Exercise objective — Print all entries word for word.

Working data —

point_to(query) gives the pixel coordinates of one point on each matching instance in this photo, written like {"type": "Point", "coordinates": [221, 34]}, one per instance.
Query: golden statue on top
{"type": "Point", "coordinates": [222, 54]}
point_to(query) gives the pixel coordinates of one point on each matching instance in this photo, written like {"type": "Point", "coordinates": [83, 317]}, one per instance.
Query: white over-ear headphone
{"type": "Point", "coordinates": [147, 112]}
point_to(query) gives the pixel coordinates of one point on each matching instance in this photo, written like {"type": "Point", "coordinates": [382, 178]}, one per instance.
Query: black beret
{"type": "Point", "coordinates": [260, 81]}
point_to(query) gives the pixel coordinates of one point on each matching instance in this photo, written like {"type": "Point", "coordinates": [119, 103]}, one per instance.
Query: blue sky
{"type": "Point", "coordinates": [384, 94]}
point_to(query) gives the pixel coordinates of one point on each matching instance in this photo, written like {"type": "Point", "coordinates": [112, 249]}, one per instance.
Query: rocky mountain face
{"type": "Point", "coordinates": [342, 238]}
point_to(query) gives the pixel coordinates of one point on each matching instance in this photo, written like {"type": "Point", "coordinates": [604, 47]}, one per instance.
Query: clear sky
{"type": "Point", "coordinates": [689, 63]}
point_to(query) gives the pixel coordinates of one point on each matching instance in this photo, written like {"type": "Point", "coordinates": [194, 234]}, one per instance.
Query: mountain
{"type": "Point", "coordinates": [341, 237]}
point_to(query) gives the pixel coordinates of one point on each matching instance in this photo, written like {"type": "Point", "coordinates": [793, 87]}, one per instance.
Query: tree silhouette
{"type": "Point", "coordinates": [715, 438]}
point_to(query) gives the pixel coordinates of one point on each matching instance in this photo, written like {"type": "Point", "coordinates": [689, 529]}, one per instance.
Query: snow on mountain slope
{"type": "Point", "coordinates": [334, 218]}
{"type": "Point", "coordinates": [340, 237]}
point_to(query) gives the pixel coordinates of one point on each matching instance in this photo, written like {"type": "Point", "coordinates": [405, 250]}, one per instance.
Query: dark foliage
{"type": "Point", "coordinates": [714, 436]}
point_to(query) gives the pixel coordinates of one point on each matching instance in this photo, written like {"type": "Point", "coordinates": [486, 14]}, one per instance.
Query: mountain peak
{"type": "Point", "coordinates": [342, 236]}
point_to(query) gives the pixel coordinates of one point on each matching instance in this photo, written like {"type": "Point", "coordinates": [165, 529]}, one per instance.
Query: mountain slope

Task response —
point_to(query) gives the pixel coordinates of one point on each matching instance in this photo, written like {"type": "Point", "coordinates": [221, 34]}, one per instance.
Query: golden statue on top
{"type": "Point", "coordinates": [222, 54]}
point_to(query) gives the pixel coordinates of one point on each matching instance in this photo, written like {"type": "Point", "coordinates": [83, 317]}, one per instance.
Query: white over-ear headphone
{"type": "Point", "coordinates": [147, 112]}
point_to(query) gives the pixel coordinates of one point on each matching instance in this photo, written like {"type": "Point", "coordinates": [382, 178]}, one per instance.
Query: black beret
{"type": "Point", "coordinates": [260, 81]}
point_to(query) gives the pixel coordinates of one point on each matching instance in this photo, written like {"type": "Point", "coordinates": [119, 103]}, one per instance.
Query: blue sky
{"type": "Point", "coordinates": [384, 94]}
point_to(query) gives the pixel coordinates of one point on each matching instance in this photo, written like {"type": "Point", "coordinates": [112, 249]}, one per instance.
Query: rocky mountain face
{"type": "Point", "coordinates": [342, 238]}
point_to(query) gives the pixel coordinates of one point on each matching instance in this photo, written like {"type": "Point", "coordinates": [604, 47]}, one per instance.
Query: clear sky
{"type": "Point", "coordinates": [689, 63]}
point_to(query) gives the pixel coordinates of one point on each matching instance in this photo, written like {"type": "Point", "coordinates": [194, 234]}, one per instance.
Query: mountain
{"type": "Point", "coordinates": [341, 237]}
point_to(query) gives the pixel coordinates of one point on each matching instance in this photo, written like {"type": "Point", "coordinates": [793, 87]}, one per instance.
Query: tree silhouette
{"type": "Point", "coordinates": [715, 438]}
point_to(query) gives the pixel coordinates of one point on each matching instance in this photo, written like {"type": "Point", "coordinates": [689, 529]}, one per instance.
Query: snow on mountain slope
{"type": "Point", "coordinates": [334, 218]}
{"type": "Point", "coordinates": [340, 237]}
point_to(query) gives the pixel coordinates of one point on each matching instance in this photo, written like {"type": "Point", "coordinates": [405, 250]}, one per instance.
Query: dark foliage
{"type": "Point", "coordinates": [714, 436]}
point_to(query) gives the pixel coordinates of one point on each matching instance in this photo, written like {"type": "Point", "coordinates": [486, 14]}, one per instance.
Query: mountain peak
{"type": "Point", "coordinates": [342, 236]}
point_to(query) gives the pixel coordinates of one point on each matching instance in this photo, written like {"type": "Point", "coordinates": [165, 529]}, one per instance.
Query: mountain slope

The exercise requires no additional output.